Look behind the lecture: the value of value-based contracts
In this feature, Richard Gliklich (OM1; MA, USA) discusses his presentation from DIA 2019 (23—27 June, CA, USA) on the necessity and importance of value-based contracting (VBC).
Please could you introduce yourself and your institution?
I am the CEO of OM1 (MA, USA) – a real-world outcomes and technology company focused on measuring, comparing and predicting patient outcomes.
What is value-based contracting and why is it important?
Value-based contracting (VBC) is a performance-based approach to contracting for medical products or services where performance is evaluated by health outcomes or results. A VBC can be managed as a single bundled payment or a variable payment based on the degree of success of a product. VBC has emerged as an approach to flattening the ever-rising cost curve in healthcare; it is important because an increasing number of payers – including the Centers for Medicare and Medicaid Services (CMS; MD, USA) – are experimenting with value-based models to better manage healthcare costs.
How may we use provider clinical outcomes in value-based contracting for rare conditions?
If clinical outcomes are measurable, they can be used to determine the percentage payment that a manufacturer or provider might receive. For more common conditions, one might consider the impact of a particular product or procedure on a representative group of patients and evaluate the most relevant outcomes for that condition being managed on the population of interest. It is very important to utilize outcomes that are relevant to patients and providers in these analyses and not simply outcomes that are accessible from available data. This has been a problem over the past few years because outcomes are either not standardized, or hard to assess without more clinically deep information that is difficult to collect.
It is very important to utilize outcomes that are relevant to patients and providers…and not simply outcomes that are accessible from available data.”
For rarer conditions, the problem becomes trickier because a single payer may not have a large enough sample size of treated patients to fairly assess the impact(s) of an intervention. For example, if a patient undergoes stem-cell therapy under a VBC, the results may be binary – the procedure succeeds or fails. However, if the sample size is small, the therapy provider or supplier may appear more or less successful than if the sample size were significantly larger. This creates challenges for developing reimbursement models that are fair, but still promote innovative therapies.
How may we supplement electronic health record and claims data endpoints with patient-reported outcomes, and why is this important?

════════════════════

- [QUESTIONS TO ANSWER]:
1. Substitute "insurers" for "payers" and reproduce the interview on value-based contracting, starting with "Please could you" and going on through "manage healthcare costs.".
2. Translate this sentence from the interview on value-based contracting into Spanish: "A VBC can be managed as a single bundled payment or a variable payment based on the degree of success of a product."

════════════════════

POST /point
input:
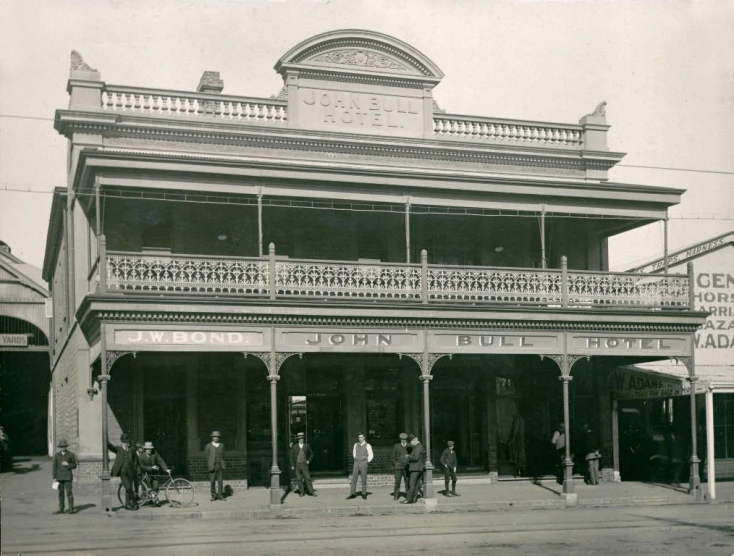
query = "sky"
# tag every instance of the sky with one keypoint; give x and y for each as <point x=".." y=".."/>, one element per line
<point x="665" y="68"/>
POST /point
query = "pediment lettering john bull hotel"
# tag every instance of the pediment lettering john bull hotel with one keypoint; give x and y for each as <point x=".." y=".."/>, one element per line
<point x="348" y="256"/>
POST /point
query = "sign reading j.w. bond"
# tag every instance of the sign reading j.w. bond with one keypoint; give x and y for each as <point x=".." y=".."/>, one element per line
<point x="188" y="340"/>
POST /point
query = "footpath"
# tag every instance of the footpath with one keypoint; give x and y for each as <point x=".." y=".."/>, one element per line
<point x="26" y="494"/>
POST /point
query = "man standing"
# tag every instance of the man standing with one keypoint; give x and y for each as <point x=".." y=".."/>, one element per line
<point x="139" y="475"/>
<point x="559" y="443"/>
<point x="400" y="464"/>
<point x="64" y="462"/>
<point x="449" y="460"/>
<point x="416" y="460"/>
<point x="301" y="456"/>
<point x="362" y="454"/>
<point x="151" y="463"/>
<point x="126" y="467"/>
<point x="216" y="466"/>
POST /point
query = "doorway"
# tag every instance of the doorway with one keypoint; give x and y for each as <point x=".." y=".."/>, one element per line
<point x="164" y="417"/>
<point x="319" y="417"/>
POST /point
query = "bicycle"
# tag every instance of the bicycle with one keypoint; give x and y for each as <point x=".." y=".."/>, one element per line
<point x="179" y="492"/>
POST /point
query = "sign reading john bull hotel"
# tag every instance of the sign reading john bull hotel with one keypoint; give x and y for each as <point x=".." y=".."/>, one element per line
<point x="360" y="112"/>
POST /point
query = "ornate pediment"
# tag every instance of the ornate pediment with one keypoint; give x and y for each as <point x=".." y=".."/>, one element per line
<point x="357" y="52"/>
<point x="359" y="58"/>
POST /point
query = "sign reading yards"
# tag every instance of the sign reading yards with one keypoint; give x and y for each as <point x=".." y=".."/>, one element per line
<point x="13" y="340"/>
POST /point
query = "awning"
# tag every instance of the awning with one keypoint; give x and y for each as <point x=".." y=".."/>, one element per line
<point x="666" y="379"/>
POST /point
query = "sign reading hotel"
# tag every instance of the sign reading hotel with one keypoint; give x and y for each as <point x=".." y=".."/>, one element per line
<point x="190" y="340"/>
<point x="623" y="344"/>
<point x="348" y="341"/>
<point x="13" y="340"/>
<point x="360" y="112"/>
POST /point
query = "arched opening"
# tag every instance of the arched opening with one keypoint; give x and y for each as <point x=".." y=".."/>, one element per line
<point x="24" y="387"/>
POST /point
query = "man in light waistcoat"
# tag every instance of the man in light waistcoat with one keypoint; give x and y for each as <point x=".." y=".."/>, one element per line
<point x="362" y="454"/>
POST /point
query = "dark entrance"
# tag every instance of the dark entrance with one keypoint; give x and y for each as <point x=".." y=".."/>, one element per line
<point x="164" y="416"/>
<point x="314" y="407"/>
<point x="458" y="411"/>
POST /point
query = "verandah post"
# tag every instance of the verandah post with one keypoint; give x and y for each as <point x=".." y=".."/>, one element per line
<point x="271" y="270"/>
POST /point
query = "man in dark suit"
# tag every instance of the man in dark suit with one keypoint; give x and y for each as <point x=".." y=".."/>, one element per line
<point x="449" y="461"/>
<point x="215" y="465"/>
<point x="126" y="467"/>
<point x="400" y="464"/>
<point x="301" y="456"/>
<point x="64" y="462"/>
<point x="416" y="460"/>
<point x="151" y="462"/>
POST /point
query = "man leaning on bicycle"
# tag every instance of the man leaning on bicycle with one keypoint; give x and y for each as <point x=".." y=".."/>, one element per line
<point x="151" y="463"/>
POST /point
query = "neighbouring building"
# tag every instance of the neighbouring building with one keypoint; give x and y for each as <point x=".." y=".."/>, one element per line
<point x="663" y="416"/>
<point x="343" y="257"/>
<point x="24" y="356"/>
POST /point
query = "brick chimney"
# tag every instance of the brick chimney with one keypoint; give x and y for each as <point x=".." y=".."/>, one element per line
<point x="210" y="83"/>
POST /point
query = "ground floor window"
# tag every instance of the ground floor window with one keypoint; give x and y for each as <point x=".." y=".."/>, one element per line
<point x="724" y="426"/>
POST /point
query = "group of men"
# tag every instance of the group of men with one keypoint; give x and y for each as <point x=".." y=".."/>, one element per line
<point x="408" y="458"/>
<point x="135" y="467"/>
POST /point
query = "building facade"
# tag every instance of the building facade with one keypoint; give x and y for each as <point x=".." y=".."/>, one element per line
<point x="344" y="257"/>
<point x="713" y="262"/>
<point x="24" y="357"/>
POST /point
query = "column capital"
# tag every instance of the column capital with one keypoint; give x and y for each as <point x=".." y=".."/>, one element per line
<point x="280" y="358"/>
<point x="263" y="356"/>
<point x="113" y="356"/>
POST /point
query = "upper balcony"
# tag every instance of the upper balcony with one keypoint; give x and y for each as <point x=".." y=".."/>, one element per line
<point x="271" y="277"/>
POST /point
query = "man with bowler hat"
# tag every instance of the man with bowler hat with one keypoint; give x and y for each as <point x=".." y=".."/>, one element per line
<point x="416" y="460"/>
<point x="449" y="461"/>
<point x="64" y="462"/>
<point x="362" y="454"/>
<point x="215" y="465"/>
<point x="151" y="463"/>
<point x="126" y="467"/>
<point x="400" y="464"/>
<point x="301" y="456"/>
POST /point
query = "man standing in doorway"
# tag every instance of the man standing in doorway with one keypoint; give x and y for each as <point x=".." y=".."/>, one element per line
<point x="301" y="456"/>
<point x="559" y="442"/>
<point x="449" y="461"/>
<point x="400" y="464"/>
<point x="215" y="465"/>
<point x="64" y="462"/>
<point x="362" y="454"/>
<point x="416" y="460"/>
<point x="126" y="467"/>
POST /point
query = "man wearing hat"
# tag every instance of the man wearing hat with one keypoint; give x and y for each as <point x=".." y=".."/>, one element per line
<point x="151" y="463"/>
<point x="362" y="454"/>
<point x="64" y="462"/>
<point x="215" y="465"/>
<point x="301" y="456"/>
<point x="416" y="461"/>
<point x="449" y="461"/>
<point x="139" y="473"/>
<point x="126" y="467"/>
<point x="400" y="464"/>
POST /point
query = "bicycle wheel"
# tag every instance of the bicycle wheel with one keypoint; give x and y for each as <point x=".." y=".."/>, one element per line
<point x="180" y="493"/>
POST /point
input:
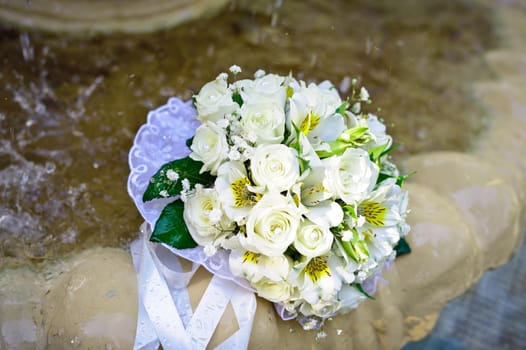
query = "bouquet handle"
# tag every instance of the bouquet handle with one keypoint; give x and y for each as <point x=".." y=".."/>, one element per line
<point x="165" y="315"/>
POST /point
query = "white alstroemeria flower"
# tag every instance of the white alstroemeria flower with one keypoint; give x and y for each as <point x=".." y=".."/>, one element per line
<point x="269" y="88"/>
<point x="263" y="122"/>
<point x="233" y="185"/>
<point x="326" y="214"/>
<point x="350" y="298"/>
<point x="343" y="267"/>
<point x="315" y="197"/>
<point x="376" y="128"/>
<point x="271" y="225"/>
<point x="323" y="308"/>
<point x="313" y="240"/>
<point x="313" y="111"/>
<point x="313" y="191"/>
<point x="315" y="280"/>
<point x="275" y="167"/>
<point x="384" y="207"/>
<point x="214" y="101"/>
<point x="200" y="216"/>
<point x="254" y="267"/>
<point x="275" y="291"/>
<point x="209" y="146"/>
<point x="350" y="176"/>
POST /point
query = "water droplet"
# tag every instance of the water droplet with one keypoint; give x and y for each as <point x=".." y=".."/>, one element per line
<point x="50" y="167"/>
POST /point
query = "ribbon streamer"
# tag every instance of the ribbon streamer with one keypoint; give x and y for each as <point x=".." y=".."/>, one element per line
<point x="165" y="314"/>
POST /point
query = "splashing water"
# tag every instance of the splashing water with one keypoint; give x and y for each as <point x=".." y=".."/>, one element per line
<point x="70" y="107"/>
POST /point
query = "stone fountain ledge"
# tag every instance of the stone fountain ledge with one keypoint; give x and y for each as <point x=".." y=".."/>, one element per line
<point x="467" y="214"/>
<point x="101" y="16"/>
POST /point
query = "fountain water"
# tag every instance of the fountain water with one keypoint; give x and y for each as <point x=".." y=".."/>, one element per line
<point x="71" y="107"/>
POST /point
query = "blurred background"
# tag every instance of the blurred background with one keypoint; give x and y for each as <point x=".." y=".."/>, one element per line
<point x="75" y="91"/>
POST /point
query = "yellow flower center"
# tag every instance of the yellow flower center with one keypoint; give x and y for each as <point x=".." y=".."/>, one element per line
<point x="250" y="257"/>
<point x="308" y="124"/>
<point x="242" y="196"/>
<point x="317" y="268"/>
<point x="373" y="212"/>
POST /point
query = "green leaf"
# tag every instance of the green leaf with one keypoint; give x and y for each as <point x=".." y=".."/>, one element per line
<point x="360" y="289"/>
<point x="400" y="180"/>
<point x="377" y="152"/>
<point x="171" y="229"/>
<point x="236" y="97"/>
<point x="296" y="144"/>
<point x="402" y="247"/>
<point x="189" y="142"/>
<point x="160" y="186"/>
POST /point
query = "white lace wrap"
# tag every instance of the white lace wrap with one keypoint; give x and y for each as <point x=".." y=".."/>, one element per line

════════════════════

- [SOLUTIONS TO EACH TASK]:
1.
Please could you introduce yourself and your institution?
I am the CEO of OM1 (MA, USA) – a real-world outcomes and technology company focused on measuring, comparing and predicting patient outcomes.
What is value-based contracting and why is it important?
Value-based contracting (VBC) is a performance-based approach to contracting for medical products or services where performance is evaluated by health outcomes or results. A VBC can be managed as a single bundled payment or a variable payment based on the degree of success of a product. VBC has emerged as an approach to flattening the ever-rising cost curve in healthcare; it is important because an increasing number of insurers – including the Centers for Medicare and Medicaid Services (CMS; MD, USA) – are experimenting with value-based models to better manage healthcare costs.

2. Un VBC puede gestionarse como un pago único agrupado o como un pago variable basado en el grado de éxito de un producto.